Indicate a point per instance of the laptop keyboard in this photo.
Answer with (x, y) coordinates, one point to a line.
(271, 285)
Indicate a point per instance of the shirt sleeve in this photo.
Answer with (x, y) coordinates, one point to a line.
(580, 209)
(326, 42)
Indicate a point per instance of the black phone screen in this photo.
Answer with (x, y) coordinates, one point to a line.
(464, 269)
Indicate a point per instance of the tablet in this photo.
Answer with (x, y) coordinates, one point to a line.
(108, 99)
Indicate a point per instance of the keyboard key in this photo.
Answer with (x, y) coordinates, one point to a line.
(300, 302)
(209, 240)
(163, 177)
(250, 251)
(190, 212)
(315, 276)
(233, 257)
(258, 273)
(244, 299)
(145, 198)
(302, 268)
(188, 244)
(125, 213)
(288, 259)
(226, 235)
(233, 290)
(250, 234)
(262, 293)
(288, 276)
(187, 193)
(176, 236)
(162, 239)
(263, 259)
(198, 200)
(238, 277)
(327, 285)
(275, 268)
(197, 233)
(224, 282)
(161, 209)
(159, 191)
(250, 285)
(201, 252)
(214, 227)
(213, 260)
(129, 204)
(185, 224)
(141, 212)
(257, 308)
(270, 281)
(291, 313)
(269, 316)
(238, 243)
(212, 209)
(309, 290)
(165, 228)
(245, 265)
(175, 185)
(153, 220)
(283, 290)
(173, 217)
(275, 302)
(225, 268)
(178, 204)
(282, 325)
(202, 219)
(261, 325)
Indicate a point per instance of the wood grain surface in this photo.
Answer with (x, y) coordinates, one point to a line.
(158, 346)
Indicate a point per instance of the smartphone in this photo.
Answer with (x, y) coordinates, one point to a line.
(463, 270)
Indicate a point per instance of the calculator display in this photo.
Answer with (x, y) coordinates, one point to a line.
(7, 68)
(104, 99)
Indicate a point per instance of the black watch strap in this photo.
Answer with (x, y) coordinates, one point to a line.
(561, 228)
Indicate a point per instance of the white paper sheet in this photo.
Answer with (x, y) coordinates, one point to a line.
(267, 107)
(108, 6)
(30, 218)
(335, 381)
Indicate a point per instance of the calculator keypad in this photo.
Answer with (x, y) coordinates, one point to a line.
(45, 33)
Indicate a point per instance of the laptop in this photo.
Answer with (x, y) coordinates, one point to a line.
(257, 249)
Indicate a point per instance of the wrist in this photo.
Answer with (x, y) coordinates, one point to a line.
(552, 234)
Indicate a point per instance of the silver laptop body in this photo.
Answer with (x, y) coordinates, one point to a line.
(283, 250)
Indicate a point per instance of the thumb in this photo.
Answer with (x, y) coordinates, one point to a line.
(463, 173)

-------------------------

- [EXERCISE AIM]
Repeat every line of the data verbatim.

- [RESULT]
Indicate a point per instance of the laptop keyboard in this photo.
Answer with (x, y) coordinates, one point to a line.
(271, 285)
Indicate a point per instance of the shirt sleeve in this photo.
Answer with (x, y) coordinates, one point to a line.
(580, 209)
(326, 42)
Indicate a point per instance of the black phone screen in this photo.
Answer with (x, y) coordinates, one point to a line.
(464, 269)
Indicate a point per instance of the tablet in this photo.
Answer with (x, y) coordinates, one point to a line.
(108, 99)
Indicate a point per instance of the keyboard key in this photo.
Answer with (x, y) coordinates, one point to a line.
(300, 302)
(209, 240)
(163, 177)
(250, 251)
(190, 212)
(315, 276)
(233, 257)
(258, 273)
(244, 299)
(145, 198)
(302, 268)
(188, 244)
(125, 213)
(288, 259)
(226, 235)
(233, 290)
(250, 234)
(262, 293)
(288, 276)
(187, 193)
(176, 236)
(162, 239)
(263, 259)
(198, 200)
(238, 277)
(327, 285)
(275, 268)
(197, 233)
(224, 282)
(161, 209)
(159, 191)
(250, 285)
(201, 252)
(214, 227)
(213, 260)
(129, 204)
(185, 224)
(141, 212)
(257, 308)
(270, 281)
(291, 313)
(269, 316)
(238, 243)
(212, 209)
(309, 290)
(165, 228)
(245, 265)
(175, 185)
(153, 220)
(283, 290)
(173, 217)
(275, 302)
(225, 268)
(178, 204)
(282, 325)
(202, 219)
(261, 325)
Indicate a point per instance of the wood grain surface in this photo.
Answer with (x, y) coordinates, one point to a line.
(158, 346)
Indicate a point per instance of the smartphone in this photo.
Answer with (x, y) coordinates, one point to a line.
(463, 270)
Indicate a point per instance of the calculator display in this photo.
Answer with (x, y) coordinates, one point to a line.
(7, 68)
(104, 99)
Indicate a point per instance of the black watch strap in this photo.
Answer with (x, y) coordinates, one point to a line.
(561, 228)
Indicate a point per instance of the white paper sheet in this photo.
Answer with (x, y) coordinates, one point to a line.
(267, 107)
(108, 6)
(30, 218)
(335, 381)
Indicate a point per instance of the calculator keypad in this photo.
Answer with (x, y) coordinates, one point to a line.
(45, 33)
Indicate a point per instance of the laptop in this photo.
Answer with (x, y) coordinates, one point to a line.
(257, 249)
Indicate a point per instance of the wrist in this photo.
Answer with (x, y) coordinates, one point to a line.
(552, 234)
Indicate a point per instance of the silver laptop body in this photo.
Answer with (x, y) coordinates, one point to a line.
(283, 250)
Indicate a point per instance of the thumb in this photo.
Answer with (x, y) coordinates, one point to a line.
(463, 173)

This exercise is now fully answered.